Repeat the lines below word for word, leaving out the pictures.

** start of Material for the task **

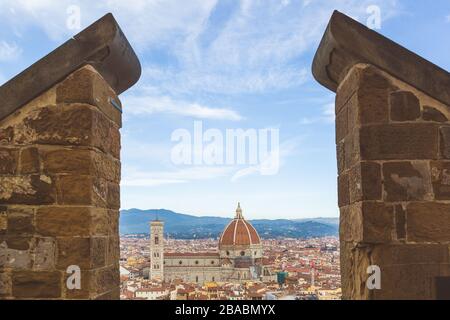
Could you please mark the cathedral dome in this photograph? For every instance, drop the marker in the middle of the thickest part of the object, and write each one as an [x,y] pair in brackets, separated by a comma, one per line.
[239,232]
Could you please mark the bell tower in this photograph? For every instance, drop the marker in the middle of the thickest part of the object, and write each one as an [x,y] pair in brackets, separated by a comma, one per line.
[157,250]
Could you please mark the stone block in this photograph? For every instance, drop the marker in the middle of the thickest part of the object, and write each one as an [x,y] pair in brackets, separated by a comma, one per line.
[365,182]
[36,284]
[20,221]
[29,161]
[82,190]
[8,161]
[407,282]
[400,222]
[64,221]
[444,142]
[433,114]
[404,106]
[406,181]
[86,85]
[428,222]
[85,252]
[44,254]
[399,141]
[29,190]
[343,190]
[6,135]
[5,284]
[440,176]
[341,125]
[367,222]
[67,161]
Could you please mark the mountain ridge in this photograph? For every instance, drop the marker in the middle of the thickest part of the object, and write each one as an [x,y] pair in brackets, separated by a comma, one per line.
[136,221]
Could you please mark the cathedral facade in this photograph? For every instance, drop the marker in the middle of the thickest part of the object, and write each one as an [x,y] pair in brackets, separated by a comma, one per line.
[239,256]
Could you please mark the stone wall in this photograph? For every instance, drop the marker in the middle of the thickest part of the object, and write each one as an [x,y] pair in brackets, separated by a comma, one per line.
[393,150]
[59,192]
[393,155]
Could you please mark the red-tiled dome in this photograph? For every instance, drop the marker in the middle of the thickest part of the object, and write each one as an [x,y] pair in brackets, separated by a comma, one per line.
[239,232]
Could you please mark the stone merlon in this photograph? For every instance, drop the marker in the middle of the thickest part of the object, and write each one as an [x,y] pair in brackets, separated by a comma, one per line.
[347,43]
[102,45]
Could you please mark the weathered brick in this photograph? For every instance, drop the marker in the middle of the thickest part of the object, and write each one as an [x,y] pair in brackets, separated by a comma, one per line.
[399,141]
[58,126]
[113,250]
[428,222]
[350,223]
[355,259]
[6,135]
[106,167]
[63,221]
[82,190]
[5,284]
[8,161]
[404,181]
[20,221]
[107,279]
[74,251]
[67,161]
[367,222]
[85,252]
[340,154]
[113,198]
[400,222]
[114,294]
[365,182]
[34,189]
[15,252]
[378,222]
[444,142]
[36,284]
[29,161]
[86,85]
[440,175]
[341,125]
[401,254]
[433,114]
[404,106]
[343,190]
[44,254]
[87,290]
[352,149]
[407,282]
[3,220]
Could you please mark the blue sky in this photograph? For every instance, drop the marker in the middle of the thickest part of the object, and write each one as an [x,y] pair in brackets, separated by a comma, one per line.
[230,64]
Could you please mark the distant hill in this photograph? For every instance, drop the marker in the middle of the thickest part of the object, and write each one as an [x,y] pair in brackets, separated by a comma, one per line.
[185,226]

** end of Material for the task **

§ Written answer
Could you please mark the cathedral dome in this photograph? For every instance, drop the marker in the middle of the thickest part of the object, and write each one as an [x,y] pair in brackets, separated by a comma, one per line.
[239,232]
Could you please mark the bell tower in this photograph? For every instance, drop the marker in the middle of the thickest part of the object, and write each one as an [x,y] pair in brackets, separated by a comma, one per line.
[157,250]
Could you please mark the stone block in this photograph? For every instance, drop the marker in the middle of the thickest part of the object, and write each one as an [x,y] pair in brackets, separated by a comma, one per line.
[365,182]
[36,284]
[20,221]
[29,161]
[82,190]
[8,161]
[407,282]
[400,222]
[64,221]
[444,142]
[433,114]
[404,106]
[406,181]
[86,85]
[428,222]
[85,252]
[44,254]
[399,141]
[29,190]
[343,190]
[6,135]
[5,284]
[440,176]
[341,125]
[367,222]
[67,161]
Could you please mark the mountain ridge in this photograph? For every instance, drop the marker in the middle of the thickest part of the object, and write each one as an [x,y] pair in brackets, separated by a comma, one per line.
[136,221]
Could you please mark the cathedral facade in this photograph? For every instance, drop the marker in the middle of the thickest part of the object, and write each one as an [x,y] pair in brackets, separated by a comma, one per line.
[239,256]
Could you please mark the stone wall in this photograph? For every instance, drop the marker in the middle of the thickest part of the object, and write each one as an [x,y] pair in brackets, separated by a comma, one per line.
[393,150]
[59,192]
[393,155]
Could you please mark the red-tiled dome in this photograph? For every instance, drop the marker in the middle of the thickest part of the object, and write each one as an [x,y] pair in brackets, separated by a comma, one per line.
[239,232]
Could you please mark the stone merlon in this photograph? For every instance, drop the marker in the middle of the thickest part of the object, and write each one as an [x,y] pair in brackets, separated by a comma, one per line.
[347,43]
[102,45]
Could you please mark the weathered brick in this photograph? For every instance, drop the marker in the middle of the thickest part of the object, and write each one as an [x,y] pair in brackets, separated by a comma, one per line.
[399,141]
[58,126]
[113,250]
[428,222]
[350,223]
[355,259]
[6,135]
[106,167]
[63,221]
[82,190]
[5,284]
[8,161]
[404,181]
[20,221]
[107,279]
[74,251]
[67,161]
[367,222]
[85,252]
[340,154]
[113,198]
[400,222]
[114,294]
[365,182]
[34,189]
[15,252]
[378,222]
[444,142]
[36,284]
[29,161]
[86,85]
[440,175]
[341,125]
[401,254]
[433,114]
[404,106]
[343,190]
[44,254]
[87,290]
[352,149]
[407,282]
[3,220]
Could you please mark the blue sky in this photograph? For every instance, drop the marker in the middle of the thickest part of the object, and write each one as an [x,y] pair in brackets, separated by a comma, one per line.
[230,64]
Could you please mark the distant hill in this photograph? For every instance, drop the marker in the middle of the thickest part of the object, and write each one as an [x,y] pair in brackets, separated by a comma, one per line.
[185,226]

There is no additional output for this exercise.